##### DOCUMENT SECTION

- Other names: "Uncle Don", " The Don", ”Banksy”
- Education: Oatlands College and Life drawings and culture at the National College of Art and Design
- Occupations: Artist, environmentalist, writer, television personality
- Known for: Preserving wildlife, his slots on The Den during which he would teach the children of Ireland how to draw. Notabale street art around UK and Ireland.
- Children: 5
- Website: https://donconroy.com/

= Don Conroy =

Irish street artist, media personality, author and environmentalist

Don Conroy is an Irish street artist, environmentalist, television personality and writer of children's literature. His artistic and literary work focuses on natural themes, including wildlife. He works for wildlife conservation in Ireland and made regular appearances on The Den since it began in 1986, becoming the longest continually serving member of the cast.

##########

◆ AIM OF THE EXERCISE
In the Don Conroy profile, why is he the longest continually serving member of The Den's cast?

##### DATA EXCERPTS

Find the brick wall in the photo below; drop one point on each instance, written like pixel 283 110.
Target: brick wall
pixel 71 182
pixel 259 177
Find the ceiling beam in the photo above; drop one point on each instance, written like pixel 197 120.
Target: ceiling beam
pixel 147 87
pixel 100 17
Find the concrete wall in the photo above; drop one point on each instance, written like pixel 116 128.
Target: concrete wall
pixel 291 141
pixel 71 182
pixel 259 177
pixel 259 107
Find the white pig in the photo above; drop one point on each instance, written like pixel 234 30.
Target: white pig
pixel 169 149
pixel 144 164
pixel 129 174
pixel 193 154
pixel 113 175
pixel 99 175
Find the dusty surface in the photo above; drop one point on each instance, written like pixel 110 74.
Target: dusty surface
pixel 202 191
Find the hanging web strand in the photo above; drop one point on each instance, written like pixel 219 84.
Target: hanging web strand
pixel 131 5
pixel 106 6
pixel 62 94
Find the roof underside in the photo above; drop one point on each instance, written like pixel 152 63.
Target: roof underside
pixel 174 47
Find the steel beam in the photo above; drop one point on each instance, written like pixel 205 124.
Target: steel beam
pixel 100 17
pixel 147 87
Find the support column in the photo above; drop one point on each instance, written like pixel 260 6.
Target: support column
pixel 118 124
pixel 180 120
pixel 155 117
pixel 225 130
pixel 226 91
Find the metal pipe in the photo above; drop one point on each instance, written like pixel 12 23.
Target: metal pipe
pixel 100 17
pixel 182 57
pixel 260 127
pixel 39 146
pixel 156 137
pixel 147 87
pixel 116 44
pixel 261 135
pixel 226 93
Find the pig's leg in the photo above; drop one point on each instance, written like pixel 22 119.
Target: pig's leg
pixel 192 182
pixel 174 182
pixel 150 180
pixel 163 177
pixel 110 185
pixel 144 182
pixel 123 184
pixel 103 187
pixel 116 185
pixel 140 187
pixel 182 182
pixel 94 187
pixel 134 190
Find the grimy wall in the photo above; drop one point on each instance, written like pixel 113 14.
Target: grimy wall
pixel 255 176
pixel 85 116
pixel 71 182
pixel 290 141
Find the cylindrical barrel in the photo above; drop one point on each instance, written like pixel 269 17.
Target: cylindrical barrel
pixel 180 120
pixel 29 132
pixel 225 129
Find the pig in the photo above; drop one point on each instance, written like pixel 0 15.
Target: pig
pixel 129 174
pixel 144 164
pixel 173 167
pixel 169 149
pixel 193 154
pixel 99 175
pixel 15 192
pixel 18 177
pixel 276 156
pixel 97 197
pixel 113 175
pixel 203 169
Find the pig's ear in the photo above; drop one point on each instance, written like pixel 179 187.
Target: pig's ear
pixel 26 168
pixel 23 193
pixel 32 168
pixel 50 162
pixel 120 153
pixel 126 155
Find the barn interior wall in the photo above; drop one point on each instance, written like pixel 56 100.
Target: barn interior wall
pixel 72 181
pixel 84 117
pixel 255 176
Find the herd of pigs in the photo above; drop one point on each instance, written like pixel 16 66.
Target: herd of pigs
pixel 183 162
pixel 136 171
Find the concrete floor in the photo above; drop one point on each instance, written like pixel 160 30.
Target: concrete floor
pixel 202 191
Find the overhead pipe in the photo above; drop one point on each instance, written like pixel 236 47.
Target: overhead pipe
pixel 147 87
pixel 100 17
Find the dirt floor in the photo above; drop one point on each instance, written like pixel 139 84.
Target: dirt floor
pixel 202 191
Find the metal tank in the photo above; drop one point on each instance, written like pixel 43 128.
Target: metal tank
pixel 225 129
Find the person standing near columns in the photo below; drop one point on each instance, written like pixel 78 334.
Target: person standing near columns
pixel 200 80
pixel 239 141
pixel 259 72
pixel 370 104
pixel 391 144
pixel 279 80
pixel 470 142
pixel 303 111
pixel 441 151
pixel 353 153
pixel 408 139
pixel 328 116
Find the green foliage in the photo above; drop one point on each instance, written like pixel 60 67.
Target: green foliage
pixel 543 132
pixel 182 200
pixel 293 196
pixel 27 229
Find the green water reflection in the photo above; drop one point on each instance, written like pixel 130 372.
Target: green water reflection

##########

◆ EXERCISE OUTPUT
He has made regular appearances on The Den since the show began in 1986, so he has been part of its cast continuously since its start.